TASK DETAILS: Count the lines in the rows below that contain the word "ahmad". Reply with the number only.

━━━━━ SUPPLIED RECORDS

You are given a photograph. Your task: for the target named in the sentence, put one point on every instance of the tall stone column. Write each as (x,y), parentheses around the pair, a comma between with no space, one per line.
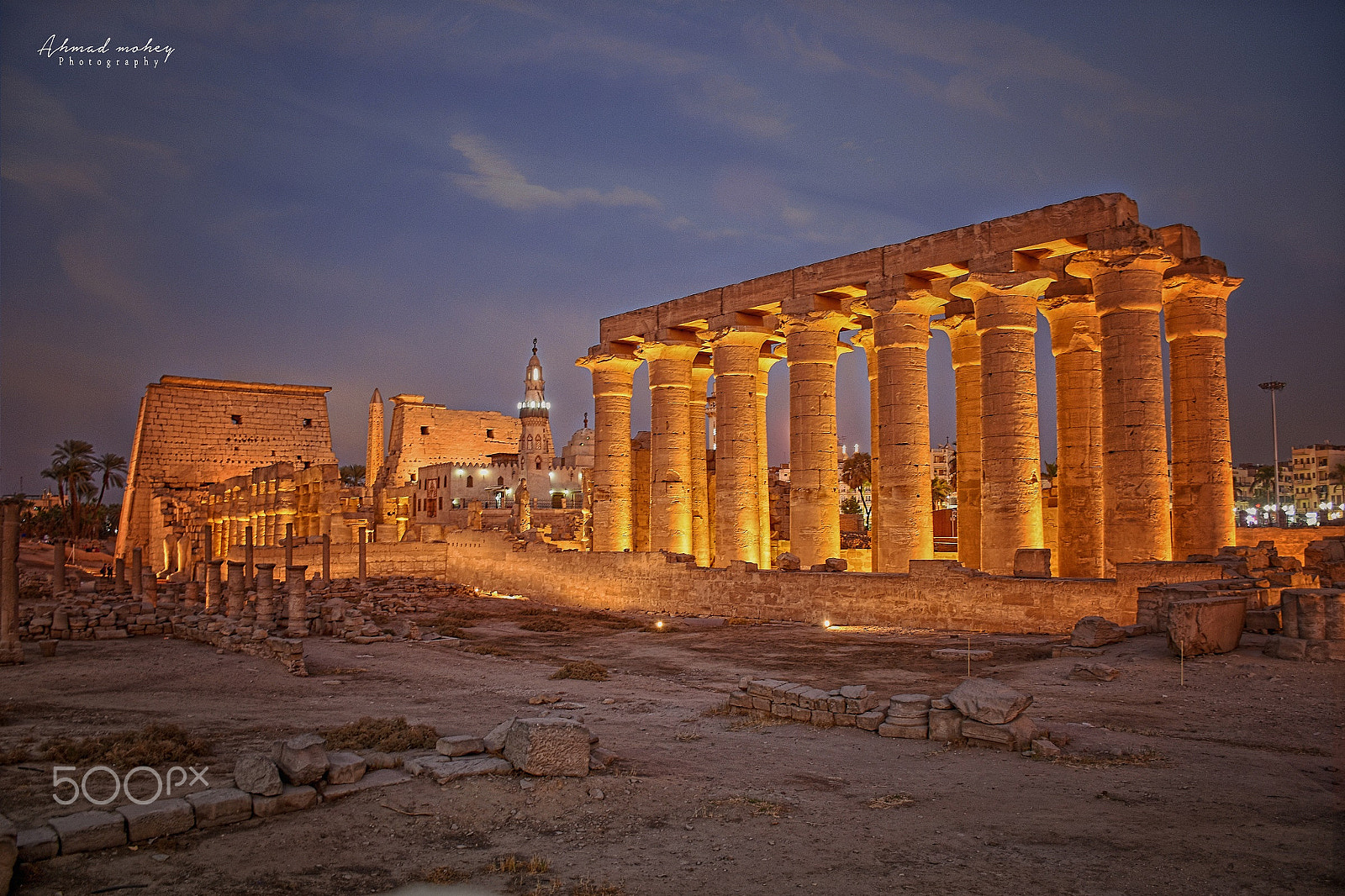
(296,588)
(1195,314)
(1010,447)
(959,322)
(58,568)
(813,347)
(11,650)
(901,345)
(1076,342)
(864,340)
(235,593)
(737,503)
(1126,266)
(764,362)
(612,387)
(701,373)
(670,450)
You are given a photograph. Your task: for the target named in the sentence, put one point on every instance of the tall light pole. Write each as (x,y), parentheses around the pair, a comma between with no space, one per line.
(1274,428)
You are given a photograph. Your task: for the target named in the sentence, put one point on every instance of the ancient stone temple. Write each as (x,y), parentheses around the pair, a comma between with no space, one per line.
(1109,287)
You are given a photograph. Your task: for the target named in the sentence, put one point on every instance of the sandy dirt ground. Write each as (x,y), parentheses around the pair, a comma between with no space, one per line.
(1230,783)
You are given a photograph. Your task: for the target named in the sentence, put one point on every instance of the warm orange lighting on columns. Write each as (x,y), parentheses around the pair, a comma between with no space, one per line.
(1195,314)
(1127,269)
(612,387)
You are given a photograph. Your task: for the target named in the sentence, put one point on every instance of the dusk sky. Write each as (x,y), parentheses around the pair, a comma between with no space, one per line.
(404,195)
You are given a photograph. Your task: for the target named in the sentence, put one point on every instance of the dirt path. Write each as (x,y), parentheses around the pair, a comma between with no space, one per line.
(1228,784)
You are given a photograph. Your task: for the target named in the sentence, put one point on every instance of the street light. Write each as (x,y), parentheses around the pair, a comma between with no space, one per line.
(1274,428)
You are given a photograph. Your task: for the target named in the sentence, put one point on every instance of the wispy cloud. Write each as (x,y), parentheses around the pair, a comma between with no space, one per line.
(497,181)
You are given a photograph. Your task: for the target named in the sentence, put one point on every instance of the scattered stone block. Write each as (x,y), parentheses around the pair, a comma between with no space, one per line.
(459,746)
(1093,672)
(548,747)
(38,844)
(85,831)
(257,774)
(161,818)
(291,799)
(988,701)
(303,759)
(219,806)
(1095,631)
(1205,625)
(345,767)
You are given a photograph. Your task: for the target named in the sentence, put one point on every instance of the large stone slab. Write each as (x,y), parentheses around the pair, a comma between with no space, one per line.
(85,831)
(257,774)
(161,818)
(1205,625)
(1095,631)
(988,701)
(219,806)
(303,759)
(548,747)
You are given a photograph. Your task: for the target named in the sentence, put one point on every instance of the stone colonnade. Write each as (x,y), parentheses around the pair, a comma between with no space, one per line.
(1110,291)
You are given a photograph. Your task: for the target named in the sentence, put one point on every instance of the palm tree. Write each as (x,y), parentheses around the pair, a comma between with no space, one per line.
(76,459)
(113,468)
(856,472)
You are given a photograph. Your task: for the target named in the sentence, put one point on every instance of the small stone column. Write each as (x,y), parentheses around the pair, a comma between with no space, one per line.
(612,387)
(11,650)
(1010,448)
(213,587)
(363,555)
(811,350)
(235,593)
(1126,266)
(670,430)
(138,571)
(737,506)
(764,362)
(266,596)
(1075,342)
(864,340)
(959,322)
(701,372)
(901,343)
(58,567)
(1196,318)
(296,589)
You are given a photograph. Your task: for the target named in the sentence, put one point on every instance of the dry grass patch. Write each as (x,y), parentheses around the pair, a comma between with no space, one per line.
(383,735)
(583,670)
(151,746)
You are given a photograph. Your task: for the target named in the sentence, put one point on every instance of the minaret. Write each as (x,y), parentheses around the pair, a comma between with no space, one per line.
(374,447)
(535,440)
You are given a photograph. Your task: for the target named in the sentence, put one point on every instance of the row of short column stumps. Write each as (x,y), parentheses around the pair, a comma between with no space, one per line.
(979,712)
(300,772)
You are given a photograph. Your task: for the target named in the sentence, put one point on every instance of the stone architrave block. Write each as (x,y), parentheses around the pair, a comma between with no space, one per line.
(1095,631)
(38,844)
(988,701)
(345,767)
(257,774)
(1205,626)
(548,747)
(161,818)
(221,806)
(85,831)
(303,759)
(291,799)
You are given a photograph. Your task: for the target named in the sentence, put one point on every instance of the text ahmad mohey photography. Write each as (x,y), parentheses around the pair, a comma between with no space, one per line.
(71,54)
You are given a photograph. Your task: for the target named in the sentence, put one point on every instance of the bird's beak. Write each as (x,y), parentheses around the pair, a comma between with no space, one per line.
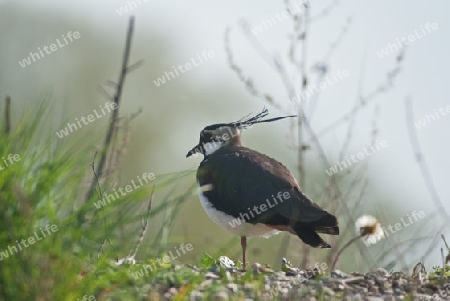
(197,149)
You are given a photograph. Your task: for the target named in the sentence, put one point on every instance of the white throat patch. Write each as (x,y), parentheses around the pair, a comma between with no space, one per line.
(211,147)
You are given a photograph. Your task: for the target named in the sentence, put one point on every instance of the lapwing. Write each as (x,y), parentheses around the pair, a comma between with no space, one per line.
(251,194)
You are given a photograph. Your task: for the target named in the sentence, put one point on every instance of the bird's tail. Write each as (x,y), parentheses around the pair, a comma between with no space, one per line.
(307,232)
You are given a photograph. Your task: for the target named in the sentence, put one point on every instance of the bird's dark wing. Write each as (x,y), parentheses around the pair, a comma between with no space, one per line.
(241,178)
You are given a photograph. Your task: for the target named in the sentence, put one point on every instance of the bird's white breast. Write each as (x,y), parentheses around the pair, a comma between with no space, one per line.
(232,224)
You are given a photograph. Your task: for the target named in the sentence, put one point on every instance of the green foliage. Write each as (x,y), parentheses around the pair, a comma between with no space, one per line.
(437,270)
(46,187)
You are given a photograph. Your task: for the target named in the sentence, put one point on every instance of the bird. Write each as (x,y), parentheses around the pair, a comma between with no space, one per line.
(251,194)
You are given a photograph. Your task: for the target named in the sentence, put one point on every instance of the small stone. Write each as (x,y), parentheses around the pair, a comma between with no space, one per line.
(339,274)
(196,296)
(219,296)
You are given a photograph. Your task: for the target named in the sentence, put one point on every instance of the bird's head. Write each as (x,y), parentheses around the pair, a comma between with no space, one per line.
(216,136)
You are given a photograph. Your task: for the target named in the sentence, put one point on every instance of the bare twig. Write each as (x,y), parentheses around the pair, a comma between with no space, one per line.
(7,115)
(117,96)
(132,255)
(325,11)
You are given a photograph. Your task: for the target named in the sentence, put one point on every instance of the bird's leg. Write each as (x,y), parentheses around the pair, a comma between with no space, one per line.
(244,248)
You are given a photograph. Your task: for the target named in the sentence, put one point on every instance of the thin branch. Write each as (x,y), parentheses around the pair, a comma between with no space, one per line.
(132,255)
(365,100)
(117,96)
(8,115)
(325,11)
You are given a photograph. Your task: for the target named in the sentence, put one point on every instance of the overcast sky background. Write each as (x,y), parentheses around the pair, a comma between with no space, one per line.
(185,28)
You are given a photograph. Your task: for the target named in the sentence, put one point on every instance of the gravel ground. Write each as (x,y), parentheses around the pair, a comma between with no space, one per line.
(301,285)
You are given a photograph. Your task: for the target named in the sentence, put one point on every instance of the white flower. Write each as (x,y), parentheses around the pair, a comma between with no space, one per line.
(369,228)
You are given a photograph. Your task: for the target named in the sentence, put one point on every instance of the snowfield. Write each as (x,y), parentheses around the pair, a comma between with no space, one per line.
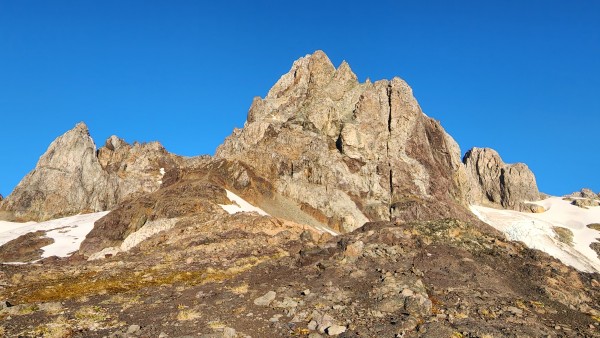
(536,230)
(67,232)
(240,205)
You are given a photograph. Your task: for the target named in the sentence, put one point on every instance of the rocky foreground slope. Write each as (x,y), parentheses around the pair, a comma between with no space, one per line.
(321,154)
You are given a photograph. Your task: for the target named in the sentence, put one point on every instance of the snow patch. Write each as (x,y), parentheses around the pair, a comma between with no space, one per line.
(240,205)
(148,230)
(67,232)
(535,230)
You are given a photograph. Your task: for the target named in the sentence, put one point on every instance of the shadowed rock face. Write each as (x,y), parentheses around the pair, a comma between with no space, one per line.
(496,183)
(349,151)
(72,177)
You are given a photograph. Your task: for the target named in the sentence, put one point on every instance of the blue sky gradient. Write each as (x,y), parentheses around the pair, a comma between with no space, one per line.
(522,77)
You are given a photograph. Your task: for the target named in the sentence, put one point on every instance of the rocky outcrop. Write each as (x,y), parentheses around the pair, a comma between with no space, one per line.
(350,152)
(73,177)
(497,184)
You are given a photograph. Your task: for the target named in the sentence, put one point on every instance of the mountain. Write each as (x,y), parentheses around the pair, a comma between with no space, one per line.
(72,176)
(340,209)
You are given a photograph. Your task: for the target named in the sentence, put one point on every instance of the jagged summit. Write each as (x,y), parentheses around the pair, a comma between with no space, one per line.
(366,146)
(73,177)
(405,256)
(496,183)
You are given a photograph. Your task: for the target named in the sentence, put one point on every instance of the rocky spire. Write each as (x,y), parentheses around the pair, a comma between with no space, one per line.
(496,183)
(349,151)
(73,177)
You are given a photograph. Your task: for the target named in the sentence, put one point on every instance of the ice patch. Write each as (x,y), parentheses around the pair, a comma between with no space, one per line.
(535,230)
(67,232)
(240,205)
(148,230)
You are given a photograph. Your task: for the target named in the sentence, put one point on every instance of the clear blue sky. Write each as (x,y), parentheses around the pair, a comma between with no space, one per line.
(522,77)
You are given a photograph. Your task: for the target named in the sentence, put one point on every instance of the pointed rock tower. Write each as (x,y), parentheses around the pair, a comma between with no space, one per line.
(350,152)
(72,177)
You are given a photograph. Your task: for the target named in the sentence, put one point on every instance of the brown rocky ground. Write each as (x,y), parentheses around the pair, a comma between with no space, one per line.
(248,275)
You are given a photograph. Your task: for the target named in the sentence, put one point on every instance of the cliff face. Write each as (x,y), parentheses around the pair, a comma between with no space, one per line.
(72,177)
(349,151)
(495,183)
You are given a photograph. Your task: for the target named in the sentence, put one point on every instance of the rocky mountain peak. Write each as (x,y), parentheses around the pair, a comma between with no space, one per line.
(73,177)
(496,183)
(366,146)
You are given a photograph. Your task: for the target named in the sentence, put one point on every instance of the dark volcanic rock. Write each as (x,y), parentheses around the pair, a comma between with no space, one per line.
(25,248)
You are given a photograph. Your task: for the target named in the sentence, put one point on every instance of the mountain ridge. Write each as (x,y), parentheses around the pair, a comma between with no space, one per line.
(365,230)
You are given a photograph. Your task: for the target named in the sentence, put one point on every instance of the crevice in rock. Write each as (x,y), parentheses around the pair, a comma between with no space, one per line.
(339,144)
(389,92)
(391,193)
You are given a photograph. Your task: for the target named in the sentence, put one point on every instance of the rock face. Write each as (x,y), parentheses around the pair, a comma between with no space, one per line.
(495,183)
(350,152)
(72,177)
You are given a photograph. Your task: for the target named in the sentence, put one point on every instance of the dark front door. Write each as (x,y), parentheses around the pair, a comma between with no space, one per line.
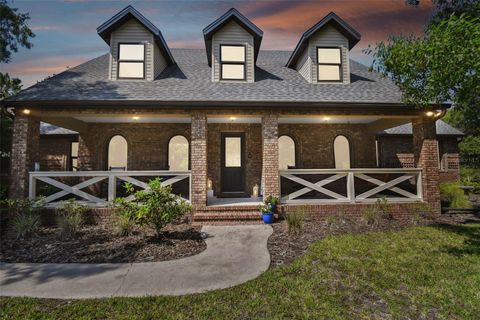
(233,164)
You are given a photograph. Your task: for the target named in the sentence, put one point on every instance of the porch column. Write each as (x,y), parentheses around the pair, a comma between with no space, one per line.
(270,174)
(198,195)
(25,144)
(426,157)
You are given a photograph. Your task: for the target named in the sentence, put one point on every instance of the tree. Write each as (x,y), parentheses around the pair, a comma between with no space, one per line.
(14,31)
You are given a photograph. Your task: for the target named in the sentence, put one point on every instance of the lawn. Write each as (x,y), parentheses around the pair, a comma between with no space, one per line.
(420,272)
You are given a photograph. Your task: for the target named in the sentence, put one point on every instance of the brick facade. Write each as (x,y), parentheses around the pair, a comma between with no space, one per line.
(270,176)
(199,160)
(25,145)
(426,158)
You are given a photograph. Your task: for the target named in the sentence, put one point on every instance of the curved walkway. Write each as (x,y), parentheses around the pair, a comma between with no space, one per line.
(234,254)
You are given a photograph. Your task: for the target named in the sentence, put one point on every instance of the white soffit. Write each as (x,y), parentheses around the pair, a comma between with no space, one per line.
(329,119)
(133,119)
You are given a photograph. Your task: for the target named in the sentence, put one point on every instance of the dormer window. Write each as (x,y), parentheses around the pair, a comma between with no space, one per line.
(131,61)
(329,64)
(232,62)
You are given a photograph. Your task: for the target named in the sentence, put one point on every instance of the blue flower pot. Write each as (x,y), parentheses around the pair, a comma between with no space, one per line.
(267,218)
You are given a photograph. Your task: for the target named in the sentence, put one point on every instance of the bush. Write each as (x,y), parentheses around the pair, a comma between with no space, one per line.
(157,206)
(70,217)
(450,192)
(25,225)
(295,221)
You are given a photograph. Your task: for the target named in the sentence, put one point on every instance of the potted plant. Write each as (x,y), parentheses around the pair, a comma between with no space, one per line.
(266,211)
(273,201)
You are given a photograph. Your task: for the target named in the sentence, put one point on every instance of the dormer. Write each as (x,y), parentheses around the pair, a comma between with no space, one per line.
(232,43)
(323,53)
(138,50)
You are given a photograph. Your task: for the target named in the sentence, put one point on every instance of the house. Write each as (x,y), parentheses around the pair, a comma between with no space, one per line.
(228,124)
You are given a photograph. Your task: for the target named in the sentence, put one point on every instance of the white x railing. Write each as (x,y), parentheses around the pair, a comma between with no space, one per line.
(351,186)
(91,178)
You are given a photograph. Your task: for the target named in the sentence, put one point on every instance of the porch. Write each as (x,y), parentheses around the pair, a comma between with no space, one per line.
(228,161)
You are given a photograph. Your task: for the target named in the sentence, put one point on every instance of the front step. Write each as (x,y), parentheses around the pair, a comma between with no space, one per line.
(226,215)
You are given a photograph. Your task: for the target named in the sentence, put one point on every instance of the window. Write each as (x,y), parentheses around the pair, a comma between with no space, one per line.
(341,148)
(131,61)
(74,156)
(329,64)
(286,152)
(178,153)
(232,62)
(117,153)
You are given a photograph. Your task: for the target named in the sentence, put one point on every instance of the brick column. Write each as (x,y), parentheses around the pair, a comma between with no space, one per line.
(270,174)
(25,144)
(426,158)
(199,160)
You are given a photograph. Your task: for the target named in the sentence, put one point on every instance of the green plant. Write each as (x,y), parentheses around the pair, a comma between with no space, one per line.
(25,225)
(158,206)
(295,221)
(451,193)
(70,217)
(265,208)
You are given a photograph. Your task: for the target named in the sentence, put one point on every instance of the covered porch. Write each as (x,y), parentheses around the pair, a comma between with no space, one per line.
(228,158)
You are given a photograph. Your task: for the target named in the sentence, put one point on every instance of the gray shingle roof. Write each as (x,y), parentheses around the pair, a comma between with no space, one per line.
(443,128)
(50,129)
(190,81)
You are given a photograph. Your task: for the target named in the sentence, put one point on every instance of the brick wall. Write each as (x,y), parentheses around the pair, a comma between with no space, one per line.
(314,144)
(55,151)
(199,156)
(25,142)
(253,152)
(270,176)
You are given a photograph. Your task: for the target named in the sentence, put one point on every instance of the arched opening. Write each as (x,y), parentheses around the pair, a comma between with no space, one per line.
(117,153)
(286,152)
(341,147)
(178,153)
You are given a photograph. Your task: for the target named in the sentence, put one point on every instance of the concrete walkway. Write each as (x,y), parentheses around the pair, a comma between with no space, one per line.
(234,254)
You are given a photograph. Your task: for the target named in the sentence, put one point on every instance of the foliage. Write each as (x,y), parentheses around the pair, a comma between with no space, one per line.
(70,217)
(272,200)
(470,177)
(413,273)
(451,193)
(14,31)
(158,206)
(265,208)
(295,221)
(441,66)
(25,225)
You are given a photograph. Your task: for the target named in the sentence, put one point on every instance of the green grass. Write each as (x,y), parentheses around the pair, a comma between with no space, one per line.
(422,272)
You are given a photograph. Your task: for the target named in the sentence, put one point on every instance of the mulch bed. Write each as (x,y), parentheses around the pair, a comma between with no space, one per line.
(285,247)
(99,244)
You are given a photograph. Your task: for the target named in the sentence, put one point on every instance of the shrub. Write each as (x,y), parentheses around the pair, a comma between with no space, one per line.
(70,217)
(158,206)
(295,221)
(25,225)
(450,192)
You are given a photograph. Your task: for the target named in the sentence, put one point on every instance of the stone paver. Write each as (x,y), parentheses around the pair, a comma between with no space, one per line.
(234,254)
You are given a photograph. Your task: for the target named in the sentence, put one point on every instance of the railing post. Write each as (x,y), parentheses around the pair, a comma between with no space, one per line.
(351,187)
(112,187)
(32,187)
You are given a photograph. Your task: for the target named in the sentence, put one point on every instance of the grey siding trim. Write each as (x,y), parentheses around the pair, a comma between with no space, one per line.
(232,33)
(304,66)
(329,37)
(159,62)
(132,31)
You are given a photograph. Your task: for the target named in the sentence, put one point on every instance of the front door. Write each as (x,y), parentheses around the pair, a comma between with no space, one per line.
(233,164)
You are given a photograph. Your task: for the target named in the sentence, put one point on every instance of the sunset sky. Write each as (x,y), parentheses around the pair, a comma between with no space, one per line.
(66,35)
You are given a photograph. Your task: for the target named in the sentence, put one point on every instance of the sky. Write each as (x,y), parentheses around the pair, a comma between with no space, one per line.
(66,29)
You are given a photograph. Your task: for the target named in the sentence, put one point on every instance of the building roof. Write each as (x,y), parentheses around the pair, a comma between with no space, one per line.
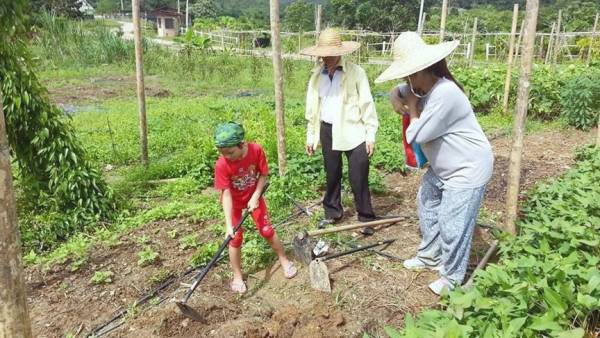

━━━━━━━━━━

COMPLETED EXERCISE: 1